--- START ---

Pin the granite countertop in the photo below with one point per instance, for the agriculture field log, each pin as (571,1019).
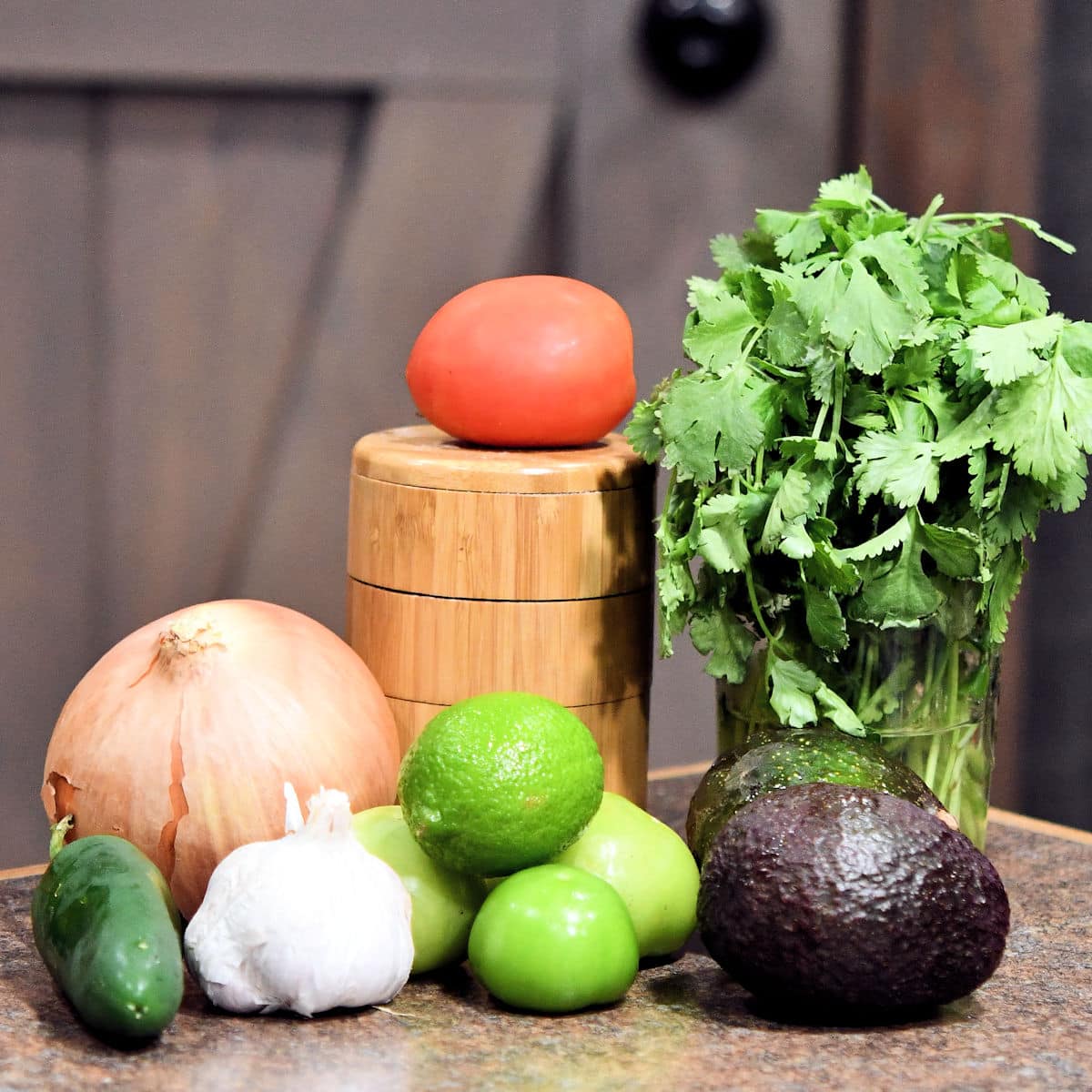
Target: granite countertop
(683,1024)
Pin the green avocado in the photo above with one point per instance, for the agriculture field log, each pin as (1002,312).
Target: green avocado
(775,758)
(824,898)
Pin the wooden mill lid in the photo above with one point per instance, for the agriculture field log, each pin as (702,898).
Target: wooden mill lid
(435,517)
(423,456)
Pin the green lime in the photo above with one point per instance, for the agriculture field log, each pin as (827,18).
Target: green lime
(648,864)
(443,902)
(554,939)
(500,782)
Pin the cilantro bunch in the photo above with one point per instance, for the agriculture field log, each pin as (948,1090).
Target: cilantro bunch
(880,407)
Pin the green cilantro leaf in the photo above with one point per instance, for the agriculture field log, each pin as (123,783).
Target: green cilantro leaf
(720,634)
(900,598)
(793,688)
(849,191)
(1044,420)
(727,254)
(868,322)
(723,539)
(711,423)
(715,334)
(899,465)
(879,410)
(1004,354)
(956,551)
(824,620)
(642,431)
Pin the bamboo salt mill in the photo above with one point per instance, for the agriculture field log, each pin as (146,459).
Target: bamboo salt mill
(474,569)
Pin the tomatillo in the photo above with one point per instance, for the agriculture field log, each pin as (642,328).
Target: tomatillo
(443,902)
(554,939)
(648,864)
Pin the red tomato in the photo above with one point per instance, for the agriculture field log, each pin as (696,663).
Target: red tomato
(525,361)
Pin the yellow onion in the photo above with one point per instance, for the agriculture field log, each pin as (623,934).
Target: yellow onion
(181,737)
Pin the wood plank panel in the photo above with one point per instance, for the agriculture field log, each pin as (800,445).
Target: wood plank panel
(216,211)
(1057,763)
(445,199)
(47,420)
(959,115)
(279,42)
(652,179)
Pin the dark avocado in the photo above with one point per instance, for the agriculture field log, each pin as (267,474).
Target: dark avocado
(824,896)
(776,758)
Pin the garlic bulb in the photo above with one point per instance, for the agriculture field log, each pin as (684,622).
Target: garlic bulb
(309,922)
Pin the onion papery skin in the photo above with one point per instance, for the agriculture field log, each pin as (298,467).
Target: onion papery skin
(180,738)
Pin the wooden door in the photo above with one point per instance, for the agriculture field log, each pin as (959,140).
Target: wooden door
(223,225)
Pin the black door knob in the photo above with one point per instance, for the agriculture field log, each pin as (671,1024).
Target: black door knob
(703,48)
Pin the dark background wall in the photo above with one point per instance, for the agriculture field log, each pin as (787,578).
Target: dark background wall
(1057,778)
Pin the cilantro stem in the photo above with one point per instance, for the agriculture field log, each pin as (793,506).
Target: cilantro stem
(835,425)
(753,594)
(926,218)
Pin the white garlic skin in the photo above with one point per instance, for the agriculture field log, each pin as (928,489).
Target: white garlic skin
(308,923)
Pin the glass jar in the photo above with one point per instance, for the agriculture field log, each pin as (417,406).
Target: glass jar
(928,698)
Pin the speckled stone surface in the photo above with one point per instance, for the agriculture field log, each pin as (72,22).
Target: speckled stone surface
(683,1025)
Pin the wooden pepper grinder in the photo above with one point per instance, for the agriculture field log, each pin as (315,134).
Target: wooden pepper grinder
(475,569)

--- END ---

## WORK REQUIRED:
Produce an exact repeat of the lines from the one containing "Pin the black" through the last line of the data, and nothing more.

## RESULT OF THIS EXERCISE:
Pin the black door knob in the photo above with one point per instance, for the agriculture field log, each pin as (671,1024).
Target: black door knob
(703,48)
Pin the dark background wall in the photo above with one point per instance, for the agriculture field log, each pin as (787,578).
Target: dark background wall
(1057,778)
Pin the cilantro stem in the photo above with one point per instance, for the agriculture field log, each pin as (793,506).
Target: cilantro stem
(835,425)
(753,594)
(926,218)
Pin the white garlic skin in the photo above with one point per instance, for the agriculture field log, each pin as (928,489).
Target: white garlic skin
(308,923)
Pin the glass jar in the photo above with one point per instance, for the agriculture field log, each pin as (417,406).
Target: glass jar
(928,698)
Pin the speckled stone surface in the photo above with one point per instance, for the agriculture field log, each pin as (72,22).
Target: speckled stone surface
(683,1025)
Pin the wooden pepper grinder in the photo above with one point per instance, for the agriculture field log, each pin as (315,134).
Target: wooden pepper grinder
(475,569)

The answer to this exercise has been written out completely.